_EXCERPTED TEXT_:
⁂

The re_source file must already exist (but may be zero-length) when Db::open is called.

It is not an error to specify a read-only re_source file when creating a database, nor is it an error to modify the resulting database. However, any attempt to write the changes to the backing source file using either the Db::sync or Db::close methods will fail, of course. Specify the DB_NOSYNC flag to the Db::close method to stop it from attempting to write the changes to the backing file; instead, they will be silently discarded.

For all of the previous reasons, the re_source field is generally used to specify databases that are read-only for Berkeley DB applications; and that are either generated on the fly by software tools or modified using a different mechanism -- for example, a text editor.

The Db::set_re_source method configures operations performed using the specified Db handle, not all operations performed on the underlying database.

The Db::set_re_source interface may not be called after the Db::open interface is called. If the database already exists when Db::open is called, the information specified to Db::set_re_source must be the same as that historically used to create the database or corruption can occur.

The Db::set_re_source method either returns a non-zero error value or throws an exception that encapsulates a non-zero error value on failure, and returns 0 on success.


The Db::set_re_source method may fail and throw an exception or return a non-zero error for the following conditions:

An invalid flag value or parameter was specified.

Called after Db::open was called.

The Db::set_re_source method may fail and throw an exception or return a non-zero error for errors specified for other Berkeley DB and C library or system methods. If a catastrophic error has occurred, the Db::set_re_source method may fail and either return DB_RUNRECOVERY or throw a DbRunRecoveryException, in which case all subsequent Berkeley DB calls will fail in the same way.

⁂

_EXERCISE GOAL_: List every distinct name beginning with "Db::" that appears in the re_source documentation. Answer from the re_source documentation alone.

_INFORMATION PROVIDED_:
⁂

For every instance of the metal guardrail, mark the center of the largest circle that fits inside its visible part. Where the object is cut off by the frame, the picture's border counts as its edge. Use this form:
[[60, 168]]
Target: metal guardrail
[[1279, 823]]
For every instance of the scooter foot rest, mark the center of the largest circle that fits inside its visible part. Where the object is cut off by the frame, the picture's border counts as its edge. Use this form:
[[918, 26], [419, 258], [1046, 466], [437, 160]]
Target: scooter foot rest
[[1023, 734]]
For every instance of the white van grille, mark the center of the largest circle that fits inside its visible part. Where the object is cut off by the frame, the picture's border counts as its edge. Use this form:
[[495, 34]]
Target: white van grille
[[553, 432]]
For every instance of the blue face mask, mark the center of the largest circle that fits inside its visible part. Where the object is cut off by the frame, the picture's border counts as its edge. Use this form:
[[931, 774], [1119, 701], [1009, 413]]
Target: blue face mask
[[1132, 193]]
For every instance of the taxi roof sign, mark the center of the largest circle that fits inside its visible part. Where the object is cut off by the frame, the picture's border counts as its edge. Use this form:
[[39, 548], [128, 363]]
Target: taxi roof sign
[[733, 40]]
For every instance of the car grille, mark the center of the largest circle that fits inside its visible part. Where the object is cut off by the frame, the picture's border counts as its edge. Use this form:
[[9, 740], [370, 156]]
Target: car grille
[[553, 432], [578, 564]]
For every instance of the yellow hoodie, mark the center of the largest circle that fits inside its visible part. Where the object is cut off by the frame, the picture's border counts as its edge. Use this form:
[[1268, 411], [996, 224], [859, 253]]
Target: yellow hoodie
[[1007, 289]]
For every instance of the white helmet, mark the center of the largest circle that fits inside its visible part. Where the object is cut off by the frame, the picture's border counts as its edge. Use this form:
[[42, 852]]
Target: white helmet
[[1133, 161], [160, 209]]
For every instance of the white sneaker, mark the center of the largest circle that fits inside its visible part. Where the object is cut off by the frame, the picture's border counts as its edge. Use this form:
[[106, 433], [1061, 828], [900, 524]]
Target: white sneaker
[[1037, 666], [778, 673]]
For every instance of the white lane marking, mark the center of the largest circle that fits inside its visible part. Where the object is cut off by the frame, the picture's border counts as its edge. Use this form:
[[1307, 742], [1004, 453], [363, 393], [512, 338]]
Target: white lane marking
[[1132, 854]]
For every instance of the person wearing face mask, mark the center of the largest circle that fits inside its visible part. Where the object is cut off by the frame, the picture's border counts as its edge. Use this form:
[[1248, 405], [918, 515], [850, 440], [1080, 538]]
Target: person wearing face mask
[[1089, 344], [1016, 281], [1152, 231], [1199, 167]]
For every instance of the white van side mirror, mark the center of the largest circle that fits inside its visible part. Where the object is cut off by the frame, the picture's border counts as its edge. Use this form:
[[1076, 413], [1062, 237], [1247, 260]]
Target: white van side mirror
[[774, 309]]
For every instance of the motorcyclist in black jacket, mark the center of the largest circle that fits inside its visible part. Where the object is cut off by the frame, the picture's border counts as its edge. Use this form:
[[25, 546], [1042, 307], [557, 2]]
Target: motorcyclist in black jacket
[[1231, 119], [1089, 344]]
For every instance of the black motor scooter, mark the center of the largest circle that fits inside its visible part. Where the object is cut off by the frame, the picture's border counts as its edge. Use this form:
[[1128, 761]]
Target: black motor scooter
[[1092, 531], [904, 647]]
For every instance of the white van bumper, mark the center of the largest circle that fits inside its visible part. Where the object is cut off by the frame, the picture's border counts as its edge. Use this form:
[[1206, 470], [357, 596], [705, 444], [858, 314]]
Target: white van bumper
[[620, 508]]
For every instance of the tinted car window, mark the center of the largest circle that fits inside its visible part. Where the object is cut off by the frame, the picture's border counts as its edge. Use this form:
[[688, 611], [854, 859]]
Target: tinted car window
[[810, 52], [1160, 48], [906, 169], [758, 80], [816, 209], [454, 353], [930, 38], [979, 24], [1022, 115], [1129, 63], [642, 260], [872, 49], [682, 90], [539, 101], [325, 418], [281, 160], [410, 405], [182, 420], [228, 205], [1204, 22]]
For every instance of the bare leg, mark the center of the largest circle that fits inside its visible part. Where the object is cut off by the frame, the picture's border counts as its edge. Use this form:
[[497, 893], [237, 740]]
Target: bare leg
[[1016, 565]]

⁂

_RESULT FOR THIS EXERCISE_:
Db::open
Db::sync
Db::close
Db::set_re_source